__Activity__
According to the Merilyn Manley-Harris biography, which compound did her team find in 2009 to be the source of the methylglyoxal in mānuka honey?

::: Document excerpt

- Born: 1947 or 1948 (age 77–78)
- Education: James Cook University, University of Montana
- Scientific career
- Fields: Chemistry
- Workplaces: University of Waikato
- Thesis: Oligo- and polysaccharides formed during the thermolysis of sucrose (1993);

= Merilyn Manley-Harris =

New Zealand academic chemist

Merilyn Manley-Harris (born ) is a New Zealand chemist, and is a professor emeritus at the University of Waikato, specialising in carbohydrate chemistry, particularly relating to mānuka honey.

==Academic career==
Manley-Harris taught in England and Malta, before earning a Bachelor of Science degree at James Cook University in Australia. She taught chemistry at Townsville Grammar School, before completing a PhD, aged 45, titled Oligo- and polysaccharides formed during the thermolysis of sucrose at the University of Montana in 1993. Manley Harris then moved to the University of Waikato, where she was initially appointed jointly at Scion. She was promoted to full professor in 2019.

Manley-Harris led the team that, in 2009, identified the precursor to antibacterial chemicals in mānuka honey. It was already known that levels of methylglyoxal (MGO) in honey were associated with antibacterial activity, and that these levels tended to increase during storage of the honey. Manley-Harris's discovery that the MGO was being produced from dihydroxyacetone (DHA) allowed the development of a test for DHA levels in batches of honey. Beekepers would be able to test DHA levels to predict which batches would go on to have high levels of DHA, and thus would be worth storing, and which batches to sell young.

::::::
::: Data section

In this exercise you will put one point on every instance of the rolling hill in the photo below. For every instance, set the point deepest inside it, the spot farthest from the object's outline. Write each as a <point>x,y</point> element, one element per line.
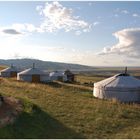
<point>56,111</point>
<point>45,65</point>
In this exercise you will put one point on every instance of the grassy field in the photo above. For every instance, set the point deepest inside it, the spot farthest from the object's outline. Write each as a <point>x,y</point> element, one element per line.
<point>61,111</point>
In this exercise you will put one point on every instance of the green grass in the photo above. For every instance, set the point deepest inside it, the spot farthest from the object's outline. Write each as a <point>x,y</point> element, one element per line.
<point>59,111</point>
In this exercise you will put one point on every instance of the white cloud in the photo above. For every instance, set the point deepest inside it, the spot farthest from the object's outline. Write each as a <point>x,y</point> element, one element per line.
<point>96,23</point>
<point>57,17</point>
<point>128,45</point>
<point>135,15</point>
<point>11,31</point>
<point>125,12</point>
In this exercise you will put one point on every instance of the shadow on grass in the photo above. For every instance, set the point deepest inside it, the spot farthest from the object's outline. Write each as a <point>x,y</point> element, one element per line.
<point>37,124</point>
<point>54,84</point>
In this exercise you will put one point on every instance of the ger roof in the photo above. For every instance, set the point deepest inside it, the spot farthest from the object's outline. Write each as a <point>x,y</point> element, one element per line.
<point>56,73</point>
<point>119,81</point>
<point>32,71</point>
<point>9,69</point>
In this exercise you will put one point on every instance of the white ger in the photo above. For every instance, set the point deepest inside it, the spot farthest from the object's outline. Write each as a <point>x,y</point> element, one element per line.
<point>122,87</point>
<point>33,75</point>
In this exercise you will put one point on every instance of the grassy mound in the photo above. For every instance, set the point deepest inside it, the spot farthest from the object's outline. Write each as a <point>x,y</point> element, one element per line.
<point>60,111</point>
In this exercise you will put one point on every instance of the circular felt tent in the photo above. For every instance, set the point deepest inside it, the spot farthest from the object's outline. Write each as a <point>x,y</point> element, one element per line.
<point>122,87</point>
<point>33,75</point>
<point>57,75</point>
<point>9,72</point>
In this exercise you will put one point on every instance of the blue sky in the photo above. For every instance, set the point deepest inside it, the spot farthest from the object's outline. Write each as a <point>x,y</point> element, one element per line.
<point>89,33</point>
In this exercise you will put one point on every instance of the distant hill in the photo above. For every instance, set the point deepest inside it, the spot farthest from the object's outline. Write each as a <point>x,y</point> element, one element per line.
<point>45,65</point>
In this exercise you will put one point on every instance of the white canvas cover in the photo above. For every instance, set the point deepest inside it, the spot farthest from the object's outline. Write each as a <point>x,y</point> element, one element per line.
<point>56,74</point>
<point>7,72</point>
<point>121,87</point>
<point>27,74</point>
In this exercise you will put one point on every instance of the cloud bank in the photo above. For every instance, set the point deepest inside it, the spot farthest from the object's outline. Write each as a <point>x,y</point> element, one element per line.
<point>58,17</point>
<point>10,31</point>
<point>128,43</point>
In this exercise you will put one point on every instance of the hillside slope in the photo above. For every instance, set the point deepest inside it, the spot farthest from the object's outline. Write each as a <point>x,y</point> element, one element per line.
<point>57,111</point>
<point>46,65</point>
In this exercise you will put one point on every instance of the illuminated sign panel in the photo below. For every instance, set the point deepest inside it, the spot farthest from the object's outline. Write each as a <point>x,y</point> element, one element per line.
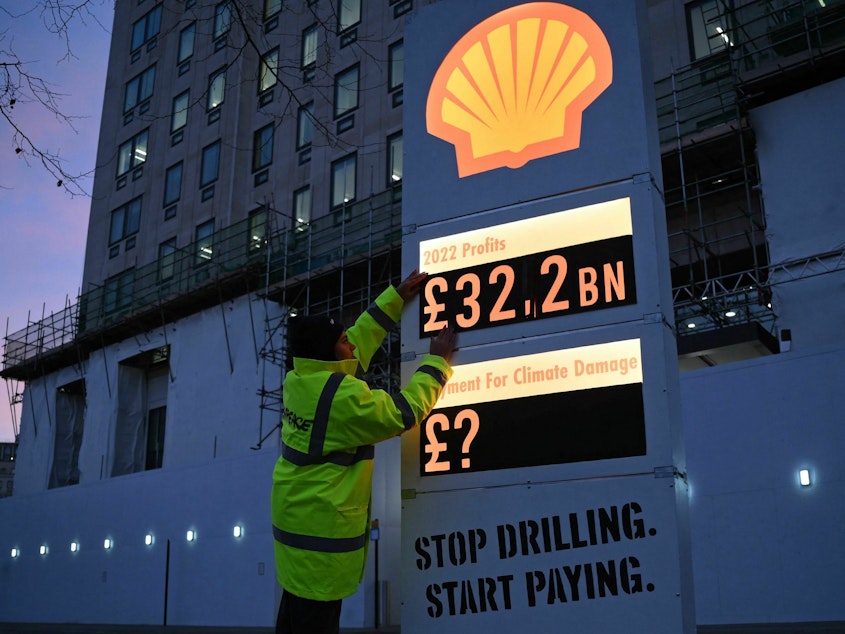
<point>560,263</point>
<point>548,408</point>
<point>513,88</point>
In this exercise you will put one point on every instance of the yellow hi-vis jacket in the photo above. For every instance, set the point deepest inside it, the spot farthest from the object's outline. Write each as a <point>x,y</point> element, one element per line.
<point>322,483</point>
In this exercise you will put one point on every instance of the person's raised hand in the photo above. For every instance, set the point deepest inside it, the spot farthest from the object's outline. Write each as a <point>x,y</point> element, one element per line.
<point>443,343</point>
<point>411,285</point>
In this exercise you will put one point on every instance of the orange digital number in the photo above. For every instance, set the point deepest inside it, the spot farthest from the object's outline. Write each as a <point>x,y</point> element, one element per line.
<point>497,314</point>
<point>470,302</point>
<point>550,304</point>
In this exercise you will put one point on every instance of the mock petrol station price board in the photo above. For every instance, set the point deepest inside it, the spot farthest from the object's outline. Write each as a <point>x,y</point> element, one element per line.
<point>547,266</point>
<point>547,408</point>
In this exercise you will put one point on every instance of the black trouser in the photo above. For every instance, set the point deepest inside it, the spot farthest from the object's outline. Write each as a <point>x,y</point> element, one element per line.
<point>307,616</point>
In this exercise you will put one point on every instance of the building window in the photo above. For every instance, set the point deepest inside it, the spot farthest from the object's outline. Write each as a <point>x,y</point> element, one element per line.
<point>139,89</point>
<point>146,29</point>
<point>179,115</point>
<point>166,260</point>
<point>216,89</point>
<point>204,242</point>
<point>132,153</point>
<point>118,291</point>
<point>186,47</point>
<point>271,8</point>
<point>394,160</point>
<point>346,91</point>
<point>268,70</point>
<point>172,185</point>
<point>262,147</point>
<point>396,71</point>
<point>305,126</point>
<point>348,14</point>
<point>210,166</point>
<point>222,20</point>
<point>707,30</point>
<point>125,221</point>
<point>343,181</point>
<point>309,52</point>
<point>257,236</point>
<point>302,208</point>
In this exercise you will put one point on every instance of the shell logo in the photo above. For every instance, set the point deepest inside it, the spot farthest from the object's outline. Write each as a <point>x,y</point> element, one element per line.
<point>514,88</point>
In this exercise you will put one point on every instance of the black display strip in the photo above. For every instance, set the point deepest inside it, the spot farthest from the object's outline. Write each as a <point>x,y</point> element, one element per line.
<point>595,424</point>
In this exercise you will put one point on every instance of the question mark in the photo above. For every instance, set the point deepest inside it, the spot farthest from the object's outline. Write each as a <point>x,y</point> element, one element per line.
<point>472,416</point>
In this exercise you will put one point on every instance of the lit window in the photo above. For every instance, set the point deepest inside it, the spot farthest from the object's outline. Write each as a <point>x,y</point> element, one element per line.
<point>133,153</point>
<point>346,91</point>
<point>343,181</point>
<point>302,208</point>
<point>139,89</point>
<point>146,28</point>
<point>268,71</point>
<point>216,89</point>
<point>125,221</point>
<point>309,47</point>
<point>348,14</point>
<point>394,160</point>
<point>204,242</point>
<point>707,30</point>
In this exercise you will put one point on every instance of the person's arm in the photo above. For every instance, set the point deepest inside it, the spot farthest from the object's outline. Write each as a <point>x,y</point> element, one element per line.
<point>381,316</point>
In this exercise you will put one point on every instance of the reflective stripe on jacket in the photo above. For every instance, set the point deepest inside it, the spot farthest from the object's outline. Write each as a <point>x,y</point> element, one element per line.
<point>322,483</point>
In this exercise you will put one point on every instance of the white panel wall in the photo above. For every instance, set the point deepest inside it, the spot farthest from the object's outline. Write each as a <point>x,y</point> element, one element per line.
<point>764,548</point>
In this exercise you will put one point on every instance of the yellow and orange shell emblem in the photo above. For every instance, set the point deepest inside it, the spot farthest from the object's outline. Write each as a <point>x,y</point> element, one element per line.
<point>513,89</point>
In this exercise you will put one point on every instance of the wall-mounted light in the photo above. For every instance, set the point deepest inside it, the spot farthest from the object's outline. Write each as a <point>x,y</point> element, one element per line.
<point>804,477</point>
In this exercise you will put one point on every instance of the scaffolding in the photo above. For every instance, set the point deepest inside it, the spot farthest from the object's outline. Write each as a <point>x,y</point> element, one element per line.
<point>333,265</point>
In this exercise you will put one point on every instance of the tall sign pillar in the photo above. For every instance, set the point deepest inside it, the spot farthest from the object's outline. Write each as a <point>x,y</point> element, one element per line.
<point>547,489</point>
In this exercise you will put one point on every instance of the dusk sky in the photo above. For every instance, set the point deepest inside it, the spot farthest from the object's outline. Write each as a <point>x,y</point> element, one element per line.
<point>42,227</point>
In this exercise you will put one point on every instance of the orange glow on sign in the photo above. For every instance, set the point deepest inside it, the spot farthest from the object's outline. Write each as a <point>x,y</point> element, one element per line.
<point>514,88</point>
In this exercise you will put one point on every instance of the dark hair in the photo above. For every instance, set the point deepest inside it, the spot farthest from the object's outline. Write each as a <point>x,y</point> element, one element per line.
<point>312,338</point>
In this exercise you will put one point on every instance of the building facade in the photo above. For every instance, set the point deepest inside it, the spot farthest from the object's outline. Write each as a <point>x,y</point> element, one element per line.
<point>250,165</point>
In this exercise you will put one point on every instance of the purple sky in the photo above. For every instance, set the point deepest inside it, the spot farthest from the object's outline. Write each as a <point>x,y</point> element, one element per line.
<point>42,227</point>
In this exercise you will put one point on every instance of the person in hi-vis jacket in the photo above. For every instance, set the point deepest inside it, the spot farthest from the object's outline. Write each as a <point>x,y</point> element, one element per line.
<point>322,482</point>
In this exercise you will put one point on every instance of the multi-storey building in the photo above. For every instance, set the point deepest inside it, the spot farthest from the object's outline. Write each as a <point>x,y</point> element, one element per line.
<point>250,164</point>
<point>7,468</point>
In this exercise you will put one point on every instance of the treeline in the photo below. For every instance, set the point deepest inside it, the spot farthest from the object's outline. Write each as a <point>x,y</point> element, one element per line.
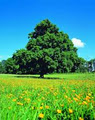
<point>48,50</point>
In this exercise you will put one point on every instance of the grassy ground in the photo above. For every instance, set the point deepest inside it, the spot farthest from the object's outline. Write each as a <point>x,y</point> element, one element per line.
<point>57,97</point>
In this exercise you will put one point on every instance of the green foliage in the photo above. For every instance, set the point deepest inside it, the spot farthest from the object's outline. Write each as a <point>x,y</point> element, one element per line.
<point>2,67</point>
<point>54,50</point>
<point>10,66</point>
<point>48,50</point>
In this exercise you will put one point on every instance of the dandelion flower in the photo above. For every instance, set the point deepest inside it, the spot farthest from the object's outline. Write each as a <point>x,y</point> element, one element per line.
<point>70,111</point>
<point>58,111</point>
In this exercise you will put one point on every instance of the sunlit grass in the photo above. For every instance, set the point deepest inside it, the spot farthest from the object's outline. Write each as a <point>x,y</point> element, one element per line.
<point>48,99</point>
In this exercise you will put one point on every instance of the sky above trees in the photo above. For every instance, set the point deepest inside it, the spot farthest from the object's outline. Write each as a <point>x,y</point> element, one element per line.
<point>19,17</point>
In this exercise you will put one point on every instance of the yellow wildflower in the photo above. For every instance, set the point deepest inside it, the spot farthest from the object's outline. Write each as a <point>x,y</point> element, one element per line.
<point>41,107</point>
<point>70,111</point>
<point>14,100</point>
<point>58,111</point>
<point>81,118</point>
<point>41,115</point>
<point>19,103</point>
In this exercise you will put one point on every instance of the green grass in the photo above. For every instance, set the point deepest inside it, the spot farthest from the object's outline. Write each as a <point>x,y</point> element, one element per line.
<point>57,97</point>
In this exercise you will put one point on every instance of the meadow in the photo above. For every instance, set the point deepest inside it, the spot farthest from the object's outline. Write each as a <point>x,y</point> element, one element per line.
<point>56,97</point>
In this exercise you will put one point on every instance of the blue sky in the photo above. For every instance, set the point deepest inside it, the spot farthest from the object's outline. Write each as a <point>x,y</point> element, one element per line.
<point>74,17</point>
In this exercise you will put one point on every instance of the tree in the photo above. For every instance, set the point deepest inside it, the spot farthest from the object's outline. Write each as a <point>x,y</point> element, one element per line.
<point>52,49</point>
<point>25,61</point>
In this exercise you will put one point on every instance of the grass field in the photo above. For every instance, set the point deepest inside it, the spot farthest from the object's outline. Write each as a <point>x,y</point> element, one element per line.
<point>57,97</point>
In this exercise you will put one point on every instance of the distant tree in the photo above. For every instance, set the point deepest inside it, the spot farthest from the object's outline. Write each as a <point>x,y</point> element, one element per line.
<point>52,49</point>
<point>10,66</point>
<point>81,65</point>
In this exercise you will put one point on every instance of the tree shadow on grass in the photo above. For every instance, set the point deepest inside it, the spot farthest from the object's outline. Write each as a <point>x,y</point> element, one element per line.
<point>25,76</point>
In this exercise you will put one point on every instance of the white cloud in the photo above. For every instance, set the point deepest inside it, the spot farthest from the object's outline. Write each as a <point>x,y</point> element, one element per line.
<point>77,42</point>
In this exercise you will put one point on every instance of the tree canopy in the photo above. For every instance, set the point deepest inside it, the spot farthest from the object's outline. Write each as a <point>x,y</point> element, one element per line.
<point>48,50</point>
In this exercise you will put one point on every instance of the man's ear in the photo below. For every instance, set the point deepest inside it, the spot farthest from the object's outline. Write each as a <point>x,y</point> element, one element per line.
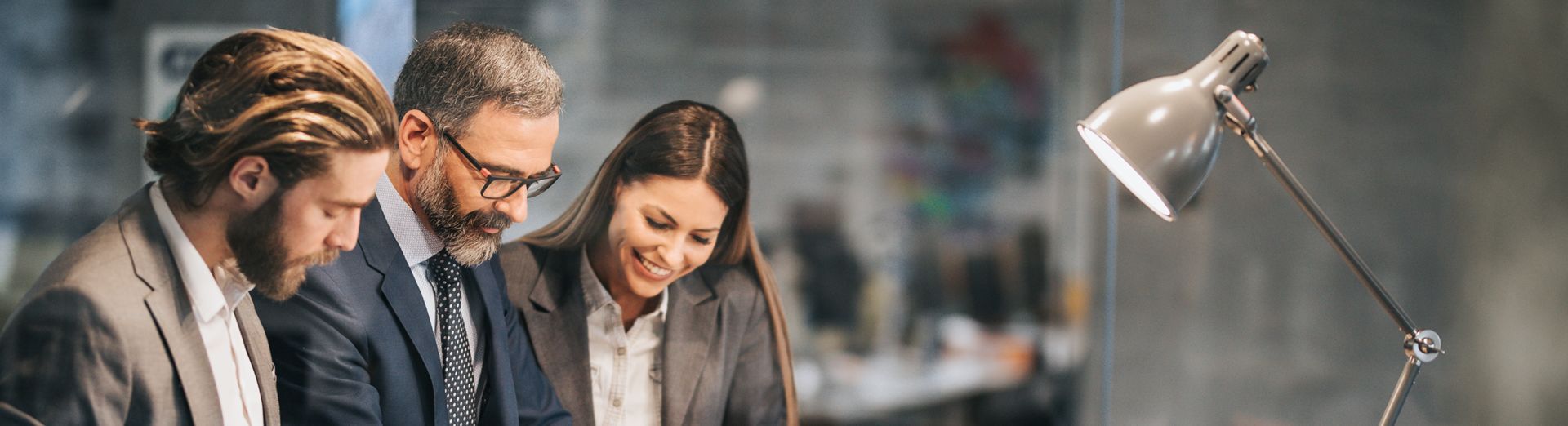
<point>253,180</point>
<point>416,138</point>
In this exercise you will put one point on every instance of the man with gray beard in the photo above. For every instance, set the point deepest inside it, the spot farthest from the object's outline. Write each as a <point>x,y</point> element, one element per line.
<point>414,326</point>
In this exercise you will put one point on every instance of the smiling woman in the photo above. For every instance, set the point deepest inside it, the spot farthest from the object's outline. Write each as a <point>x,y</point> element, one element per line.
<point>648,300</point>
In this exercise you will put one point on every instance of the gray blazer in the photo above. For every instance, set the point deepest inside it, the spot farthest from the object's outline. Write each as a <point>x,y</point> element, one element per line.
<point>107,337</point>
<point>719,345</point>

::::::

__Answer for the task__
Dihydroxyacetone (DHA).